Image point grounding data
---+---

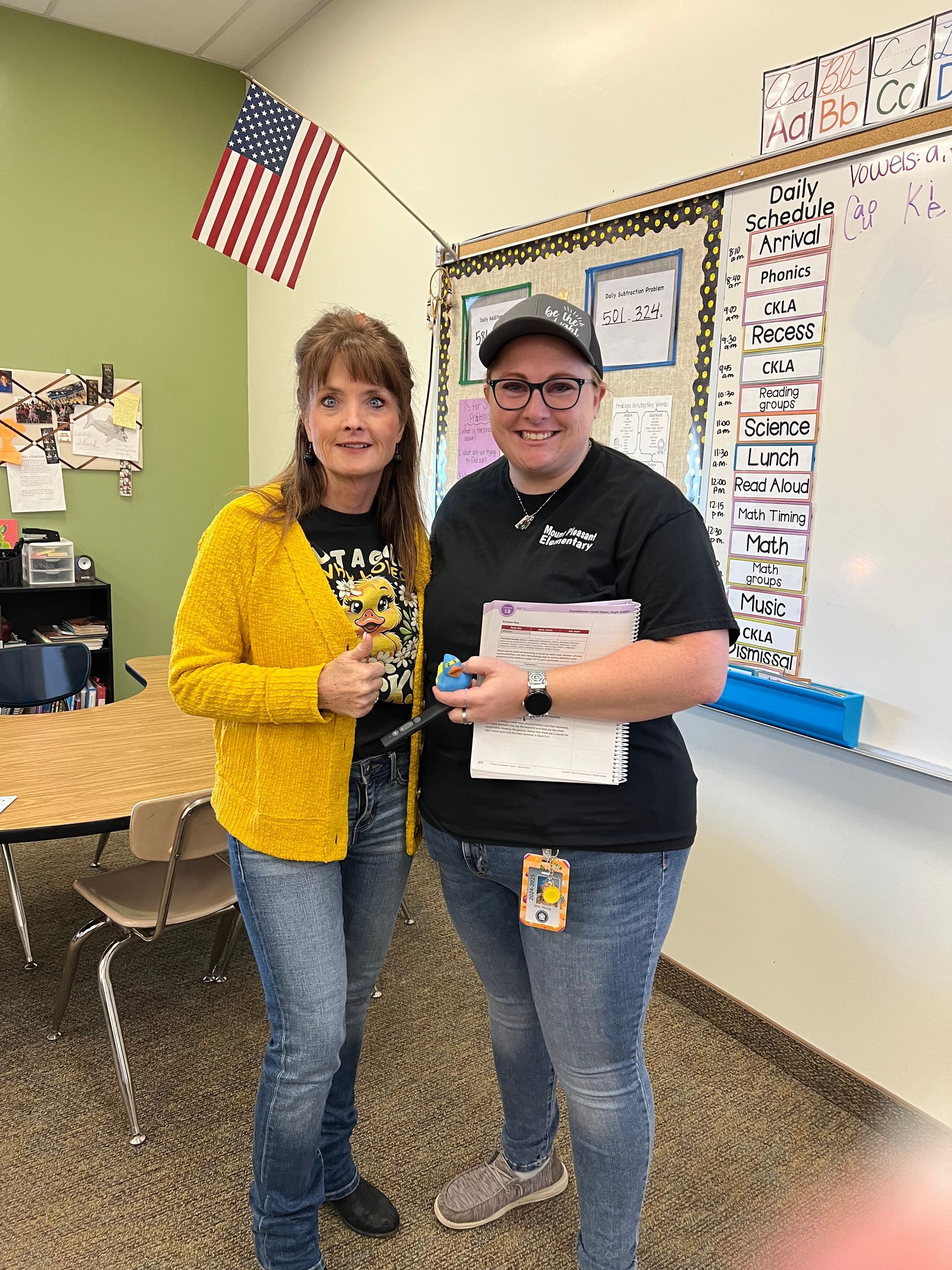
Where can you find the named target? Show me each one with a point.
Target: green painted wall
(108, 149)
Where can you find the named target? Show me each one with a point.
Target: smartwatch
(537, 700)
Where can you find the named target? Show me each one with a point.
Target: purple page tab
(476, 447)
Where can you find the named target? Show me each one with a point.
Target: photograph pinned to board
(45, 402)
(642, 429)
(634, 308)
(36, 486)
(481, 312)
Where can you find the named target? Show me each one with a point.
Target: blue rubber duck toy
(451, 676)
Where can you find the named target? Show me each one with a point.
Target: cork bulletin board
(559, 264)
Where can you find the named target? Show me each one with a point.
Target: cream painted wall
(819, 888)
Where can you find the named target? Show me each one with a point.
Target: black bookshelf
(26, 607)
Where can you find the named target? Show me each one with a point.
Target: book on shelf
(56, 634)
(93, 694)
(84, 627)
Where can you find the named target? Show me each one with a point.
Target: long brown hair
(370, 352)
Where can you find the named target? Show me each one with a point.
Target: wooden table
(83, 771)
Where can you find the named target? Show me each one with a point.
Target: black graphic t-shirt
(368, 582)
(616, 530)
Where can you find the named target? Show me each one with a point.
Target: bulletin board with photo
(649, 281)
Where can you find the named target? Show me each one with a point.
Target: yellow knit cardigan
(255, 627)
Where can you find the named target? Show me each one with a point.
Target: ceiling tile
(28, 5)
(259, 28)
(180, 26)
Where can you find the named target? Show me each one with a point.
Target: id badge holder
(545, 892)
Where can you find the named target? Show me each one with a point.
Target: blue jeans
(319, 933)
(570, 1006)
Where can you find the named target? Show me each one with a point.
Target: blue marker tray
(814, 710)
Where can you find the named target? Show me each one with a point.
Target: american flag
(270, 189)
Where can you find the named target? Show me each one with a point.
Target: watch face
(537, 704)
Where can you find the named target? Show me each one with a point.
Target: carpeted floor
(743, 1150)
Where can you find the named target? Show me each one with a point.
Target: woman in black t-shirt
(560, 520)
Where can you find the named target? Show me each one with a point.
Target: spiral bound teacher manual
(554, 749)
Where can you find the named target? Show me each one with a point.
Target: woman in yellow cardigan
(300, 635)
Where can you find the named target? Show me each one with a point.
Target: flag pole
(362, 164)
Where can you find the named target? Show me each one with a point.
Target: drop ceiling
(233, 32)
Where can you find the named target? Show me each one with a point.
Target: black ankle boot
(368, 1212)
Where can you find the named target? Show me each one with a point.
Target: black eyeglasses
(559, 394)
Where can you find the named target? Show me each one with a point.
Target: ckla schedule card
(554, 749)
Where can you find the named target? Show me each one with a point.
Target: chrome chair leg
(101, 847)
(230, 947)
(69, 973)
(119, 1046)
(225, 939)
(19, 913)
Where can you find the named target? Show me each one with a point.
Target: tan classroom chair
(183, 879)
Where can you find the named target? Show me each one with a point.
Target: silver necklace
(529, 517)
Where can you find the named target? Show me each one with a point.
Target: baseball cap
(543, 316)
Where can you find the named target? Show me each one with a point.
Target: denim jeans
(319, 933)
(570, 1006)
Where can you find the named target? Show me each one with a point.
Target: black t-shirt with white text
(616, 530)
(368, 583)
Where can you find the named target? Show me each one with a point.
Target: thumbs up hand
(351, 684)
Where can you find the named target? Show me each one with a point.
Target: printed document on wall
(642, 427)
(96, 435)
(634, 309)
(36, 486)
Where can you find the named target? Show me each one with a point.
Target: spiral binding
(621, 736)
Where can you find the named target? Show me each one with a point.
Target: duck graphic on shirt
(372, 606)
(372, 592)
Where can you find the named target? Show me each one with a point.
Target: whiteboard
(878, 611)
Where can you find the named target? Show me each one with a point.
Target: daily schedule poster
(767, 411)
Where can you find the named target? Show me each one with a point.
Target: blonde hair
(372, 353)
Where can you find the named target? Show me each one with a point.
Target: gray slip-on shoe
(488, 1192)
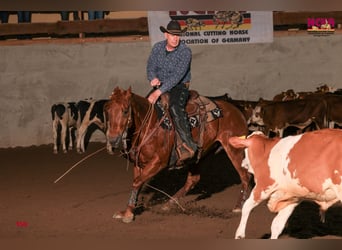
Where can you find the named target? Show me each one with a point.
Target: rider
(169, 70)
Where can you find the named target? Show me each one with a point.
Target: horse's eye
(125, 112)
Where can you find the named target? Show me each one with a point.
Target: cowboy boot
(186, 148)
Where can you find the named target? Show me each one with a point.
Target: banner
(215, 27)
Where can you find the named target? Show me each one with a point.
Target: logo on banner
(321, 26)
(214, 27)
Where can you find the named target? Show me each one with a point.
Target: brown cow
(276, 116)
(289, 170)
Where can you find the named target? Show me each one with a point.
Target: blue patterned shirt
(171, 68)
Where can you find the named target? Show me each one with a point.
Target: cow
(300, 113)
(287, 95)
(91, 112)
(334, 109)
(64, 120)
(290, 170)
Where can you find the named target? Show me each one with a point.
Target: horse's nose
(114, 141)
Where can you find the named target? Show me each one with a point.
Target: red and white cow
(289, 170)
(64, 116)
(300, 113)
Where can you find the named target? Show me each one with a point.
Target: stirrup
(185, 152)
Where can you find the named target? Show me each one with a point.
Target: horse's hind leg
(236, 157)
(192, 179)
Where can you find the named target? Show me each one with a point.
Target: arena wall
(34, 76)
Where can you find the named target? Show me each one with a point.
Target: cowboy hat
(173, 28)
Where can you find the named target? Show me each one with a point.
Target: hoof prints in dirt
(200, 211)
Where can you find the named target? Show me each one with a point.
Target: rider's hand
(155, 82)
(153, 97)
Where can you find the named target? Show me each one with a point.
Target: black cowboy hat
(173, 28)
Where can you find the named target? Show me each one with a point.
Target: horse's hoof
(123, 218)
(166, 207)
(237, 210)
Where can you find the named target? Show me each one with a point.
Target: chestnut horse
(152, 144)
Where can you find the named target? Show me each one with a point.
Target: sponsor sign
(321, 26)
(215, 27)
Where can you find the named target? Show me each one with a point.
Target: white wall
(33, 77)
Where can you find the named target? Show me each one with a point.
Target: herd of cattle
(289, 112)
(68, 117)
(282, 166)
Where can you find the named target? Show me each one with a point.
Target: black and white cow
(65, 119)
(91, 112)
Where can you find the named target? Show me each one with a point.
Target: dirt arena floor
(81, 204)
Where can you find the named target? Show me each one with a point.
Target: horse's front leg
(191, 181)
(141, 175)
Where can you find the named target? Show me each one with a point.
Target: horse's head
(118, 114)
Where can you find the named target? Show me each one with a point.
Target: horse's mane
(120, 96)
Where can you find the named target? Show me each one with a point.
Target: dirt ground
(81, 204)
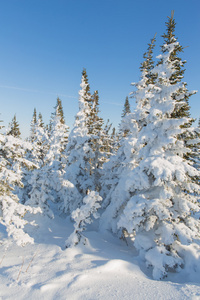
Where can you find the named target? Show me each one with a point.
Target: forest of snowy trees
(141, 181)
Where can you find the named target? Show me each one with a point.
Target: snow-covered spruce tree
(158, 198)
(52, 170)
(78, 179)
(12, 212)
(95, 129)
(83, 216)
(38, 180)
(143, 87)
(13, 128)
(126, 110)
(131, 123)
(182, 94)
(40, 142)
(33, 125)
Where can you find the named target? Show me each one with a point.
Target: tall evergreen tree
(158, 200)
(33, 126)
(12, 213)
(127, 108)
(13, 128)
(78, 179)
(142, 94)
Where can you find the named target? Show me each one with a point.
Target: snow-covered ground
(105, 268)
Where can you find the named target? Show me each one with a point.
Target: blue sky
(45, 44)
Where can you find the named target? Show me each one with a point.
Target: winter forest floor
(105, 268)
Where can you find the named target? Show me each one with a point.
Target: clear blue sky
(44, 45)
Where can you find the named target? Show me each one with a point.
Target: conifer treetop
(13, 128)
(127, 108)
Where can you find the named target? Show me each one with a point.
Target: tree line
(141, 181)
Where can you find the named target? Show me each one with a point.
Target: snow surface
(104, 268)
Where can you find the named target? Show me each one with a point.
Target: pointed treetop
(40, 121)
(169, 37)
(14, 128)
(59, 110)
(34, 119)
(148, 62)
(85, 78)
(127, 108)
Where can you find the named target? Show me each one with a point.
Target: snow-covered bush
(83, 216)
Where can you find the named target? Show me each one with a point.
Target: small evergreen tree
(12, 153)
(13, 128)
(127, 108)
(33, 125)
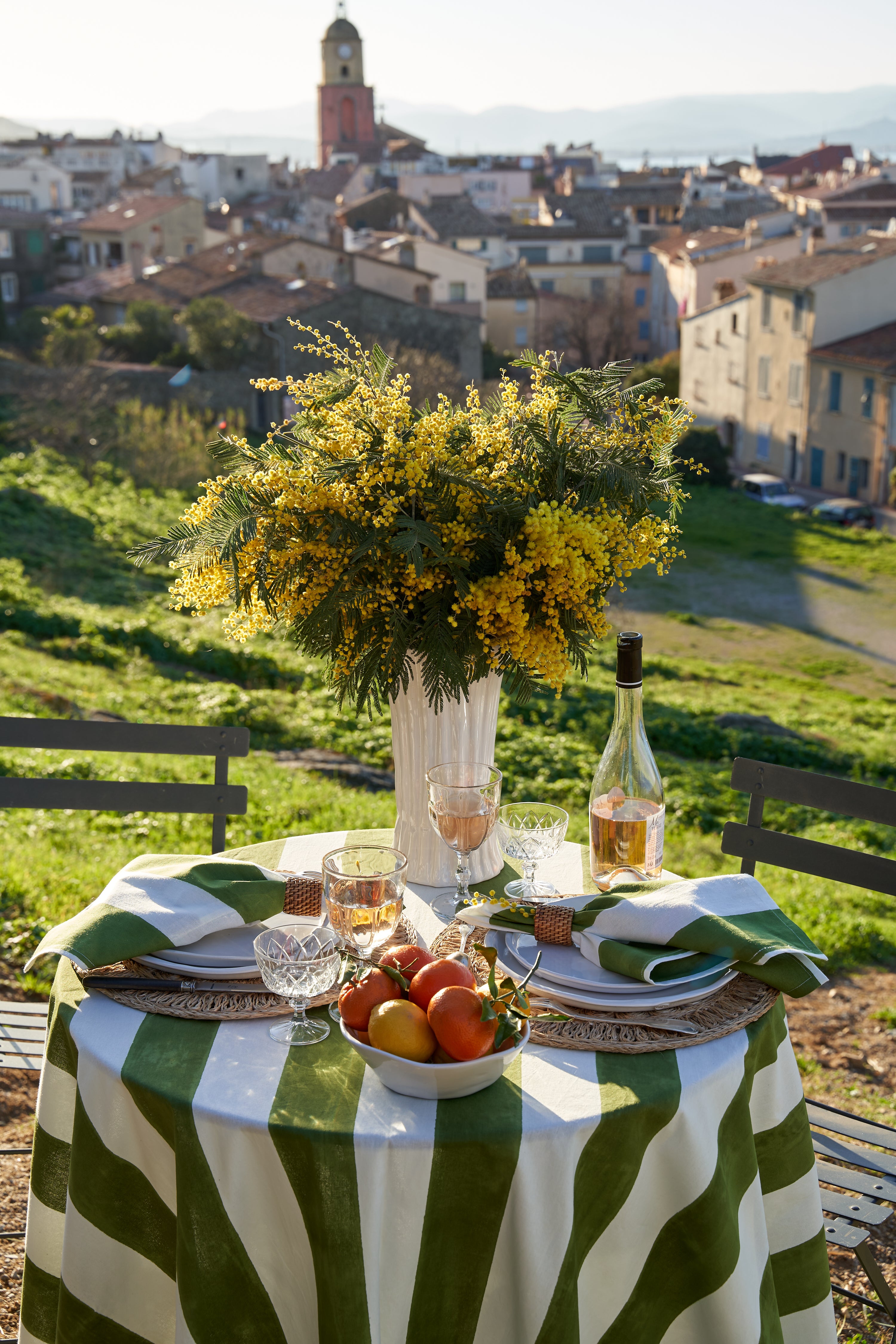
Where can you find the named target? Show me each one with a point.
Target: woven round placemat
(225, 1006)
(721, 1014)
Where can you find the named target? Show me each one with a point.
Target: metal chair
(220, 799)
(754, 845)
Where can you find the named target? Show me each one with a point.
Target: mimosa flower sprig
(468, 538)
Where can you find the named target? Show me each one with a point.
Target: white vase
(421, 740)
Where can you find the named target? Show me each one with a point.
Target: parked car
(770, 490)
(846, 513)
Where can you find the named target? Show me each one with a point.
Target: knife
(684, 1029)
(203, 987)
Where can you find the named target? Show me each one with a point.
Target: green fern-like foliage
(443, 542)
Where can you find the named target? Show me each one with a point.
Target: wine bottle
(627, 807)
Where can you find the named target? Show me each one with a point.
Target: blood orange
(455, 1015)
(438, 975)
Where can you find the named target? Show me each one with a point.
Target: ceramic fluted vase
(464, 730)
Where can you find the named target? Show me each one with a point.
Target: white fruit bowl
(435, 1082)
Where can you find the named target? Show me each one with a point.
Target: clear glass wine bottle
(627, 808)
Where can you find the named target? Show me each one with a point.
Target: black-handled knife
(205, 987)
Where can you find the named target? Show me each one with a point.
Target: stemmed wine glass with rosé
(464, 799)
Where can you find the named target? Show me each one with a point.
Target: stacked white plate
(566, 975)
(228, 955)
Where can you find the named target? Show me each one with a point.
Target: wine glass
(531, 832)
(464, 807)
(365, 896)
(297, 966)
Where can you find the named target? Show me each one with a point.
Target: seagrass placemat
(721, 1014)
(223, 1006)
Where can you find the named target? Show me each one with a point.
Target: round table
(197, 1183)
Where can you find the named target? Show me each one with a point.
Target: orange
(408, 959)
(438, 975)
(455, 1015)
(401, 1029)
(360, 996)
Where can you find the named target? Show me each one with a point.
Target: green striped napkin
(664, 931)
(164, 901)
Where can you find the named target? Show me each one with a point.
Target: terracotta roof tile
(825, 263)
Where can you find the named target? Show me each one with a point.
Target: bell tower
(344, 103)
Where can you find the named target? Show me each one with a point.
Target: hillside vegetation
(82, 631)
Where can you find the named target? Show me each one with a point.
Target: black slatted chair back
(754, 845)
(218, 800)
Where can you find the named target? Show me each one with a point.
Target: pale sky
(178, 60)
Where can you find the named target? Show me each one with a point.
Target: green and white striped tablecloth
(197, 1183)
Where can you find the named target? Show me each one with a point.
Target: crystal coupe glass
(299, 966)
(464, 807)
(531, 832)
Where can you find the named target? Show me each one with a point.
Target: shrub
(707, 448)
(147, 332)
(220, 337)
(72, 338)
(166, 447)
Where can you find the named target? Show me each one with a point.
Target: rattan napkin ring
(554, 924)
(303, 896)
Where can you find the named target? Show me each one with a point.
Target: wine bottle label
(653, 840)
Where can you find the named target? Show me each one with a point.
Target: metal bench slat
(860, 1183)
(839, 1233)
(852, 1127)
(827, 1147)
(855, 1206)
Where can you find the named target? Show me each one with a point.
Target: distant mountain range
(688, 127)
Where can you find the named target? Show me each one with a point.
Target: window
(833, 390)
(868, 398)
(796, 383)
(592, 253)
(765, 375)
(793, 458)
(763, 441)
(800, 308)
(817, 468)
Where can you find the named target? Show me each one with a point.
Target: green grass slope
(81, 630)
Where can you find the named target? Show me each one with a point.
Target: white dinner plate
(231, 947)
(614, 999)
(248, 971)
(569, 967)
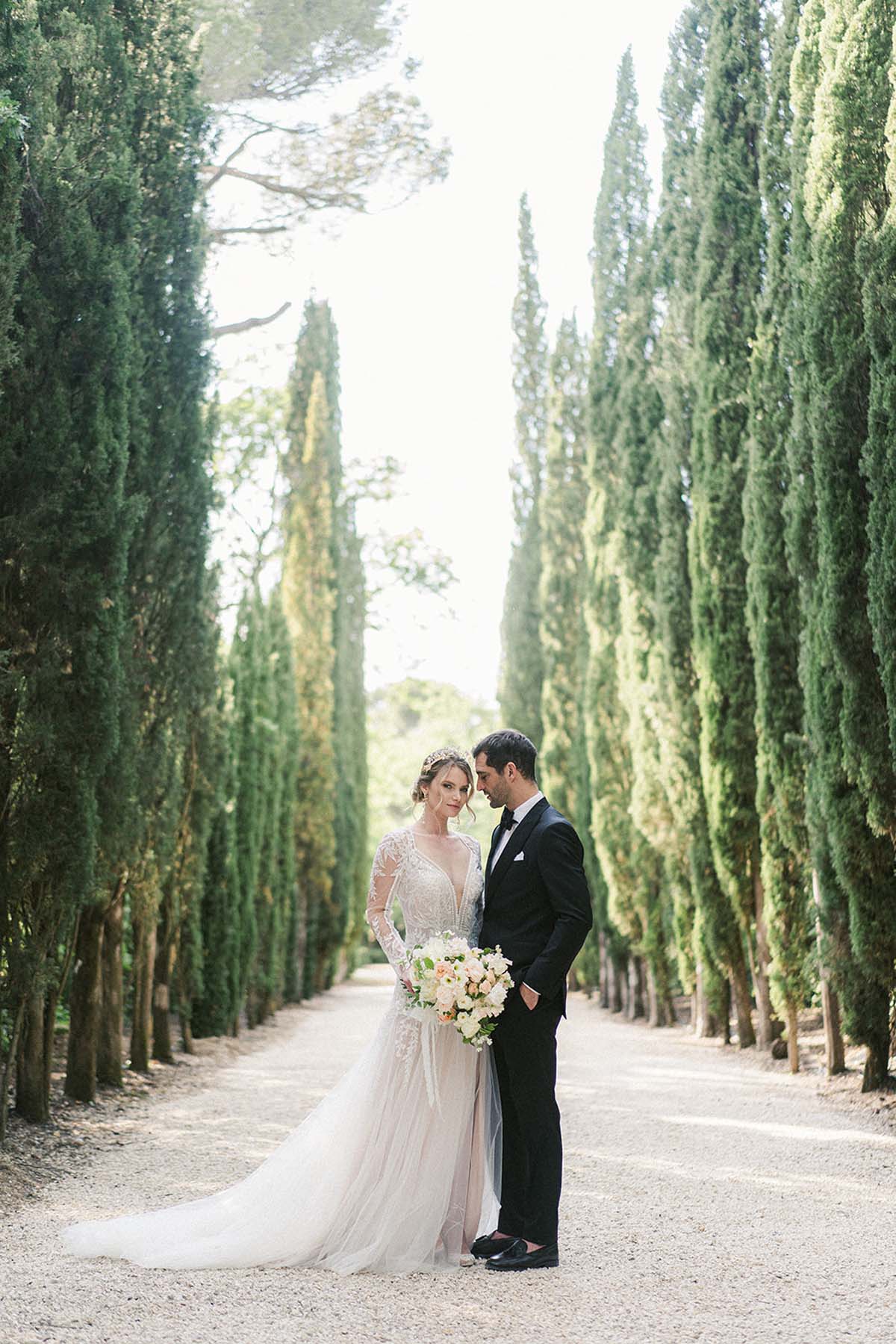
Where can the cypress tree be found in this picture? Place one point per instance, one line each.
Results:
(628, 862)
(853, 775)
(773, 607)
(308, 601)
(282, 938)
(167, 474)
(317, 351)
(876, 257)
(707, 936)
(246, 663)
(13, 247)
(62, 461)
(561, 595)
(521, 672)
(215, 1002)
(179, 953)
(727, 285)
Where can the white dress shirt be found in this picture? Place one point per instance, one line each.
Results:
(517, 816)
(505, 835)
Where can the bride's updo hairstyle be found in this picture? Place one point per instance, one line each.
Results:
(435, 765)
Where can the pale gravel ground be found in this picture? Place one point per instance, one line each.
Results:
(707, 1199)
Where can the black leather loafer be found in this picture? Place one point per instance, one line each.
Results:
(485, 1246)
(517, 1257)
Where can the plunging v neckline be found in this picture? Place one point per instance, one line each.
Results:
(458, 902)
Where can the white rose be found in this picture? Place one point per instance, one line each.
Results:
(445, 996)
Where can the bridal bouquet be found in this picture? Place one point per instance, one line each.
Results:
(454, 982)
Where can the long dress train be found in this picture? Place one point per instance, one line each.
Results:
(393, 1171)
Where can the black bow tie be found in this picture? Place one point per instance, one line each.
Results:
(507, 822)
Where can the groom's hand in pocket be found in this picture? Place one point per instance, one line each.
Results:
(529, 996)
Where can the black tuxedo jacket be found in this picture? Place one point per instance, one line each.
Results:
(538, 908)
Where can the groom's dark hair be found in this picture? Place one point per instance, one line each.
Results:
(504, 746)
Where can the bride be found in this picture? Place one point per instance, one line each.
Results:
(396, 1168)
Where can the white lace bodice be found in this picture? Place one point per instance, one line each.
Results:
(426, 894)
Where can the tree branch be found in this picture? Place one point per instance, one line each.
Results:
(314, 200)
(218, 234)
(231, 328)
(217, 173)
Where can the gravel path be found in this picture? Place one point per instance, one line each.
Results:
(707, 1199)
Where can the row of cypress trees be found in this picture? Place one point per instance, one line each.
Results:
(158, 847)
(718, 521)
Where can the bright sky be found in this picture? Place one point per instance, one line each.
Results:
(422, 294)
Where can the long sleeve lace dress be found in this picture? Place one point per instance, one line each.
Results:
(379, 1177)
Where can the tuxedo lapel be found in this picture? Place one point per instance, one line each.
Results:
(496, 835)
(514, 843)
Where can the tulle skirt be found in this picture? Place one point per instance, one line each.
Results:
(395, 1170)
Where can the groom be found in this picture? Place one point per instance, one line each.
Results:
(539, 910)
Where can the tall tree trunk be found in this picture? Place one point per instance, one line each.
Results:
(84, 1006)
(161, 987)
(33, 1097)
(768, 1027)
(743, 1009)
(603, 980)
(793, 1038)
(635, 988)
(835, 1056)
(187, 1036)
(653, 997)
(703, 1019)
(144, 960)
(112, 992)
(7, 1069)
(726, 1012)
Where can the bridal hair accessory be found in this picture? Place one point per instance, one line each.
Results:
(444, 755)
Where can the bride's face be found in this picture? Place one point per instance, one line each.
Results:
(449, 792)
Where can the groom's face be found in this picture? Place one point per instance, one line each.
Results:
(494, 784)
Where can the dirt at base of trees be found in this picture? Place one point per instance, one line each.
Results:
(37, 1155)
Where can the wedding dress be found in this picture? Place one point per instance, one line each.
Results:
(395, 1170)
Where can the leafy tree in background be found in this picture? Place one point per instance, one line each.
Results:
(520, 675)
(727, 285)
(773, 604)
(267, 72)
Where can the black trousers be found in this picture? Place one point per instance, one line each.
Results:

---+---

▸ **EXERCISE AIM**
Search the entries for the word "groom" and show every line that has it.

▸ **RESPONSE AREA**
Where can the groom's hand in pocket be found in this picture? Place one point per instance, one line each.
Where can the groom's dark hair be found in this picture? Place one point per instance, one line each.
Where can the groom be found in this picture? Place one point per instance, one line each.
Where can the groom's face be found in this picture? Place one point per instance, one line each.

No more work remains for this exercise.